• _About this task_
How many lines in the records below contain the word "instance"? Answer with the number and nothing else.

Data excerpts
^^^^^^^^^^^^^^^^

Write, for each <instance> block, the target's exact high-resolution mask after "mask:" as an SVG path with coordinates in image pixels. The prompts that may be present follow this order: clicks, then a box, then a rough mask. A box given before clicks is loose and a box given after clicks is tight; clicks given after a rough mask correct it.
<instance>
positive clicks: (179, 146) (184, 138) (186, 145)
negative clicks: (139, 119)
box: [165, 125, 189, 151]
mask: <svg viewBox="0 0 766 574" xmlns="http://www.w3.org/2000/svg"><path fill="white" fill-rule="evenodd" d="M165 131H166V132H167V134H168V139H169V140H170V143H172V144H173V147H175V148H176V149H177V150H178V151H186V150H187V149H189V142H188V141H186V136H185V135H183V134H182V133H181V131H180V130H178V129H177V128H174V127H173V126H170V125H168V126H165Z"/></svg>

^^^^^^^^^^^^^^^^

• _Output_
2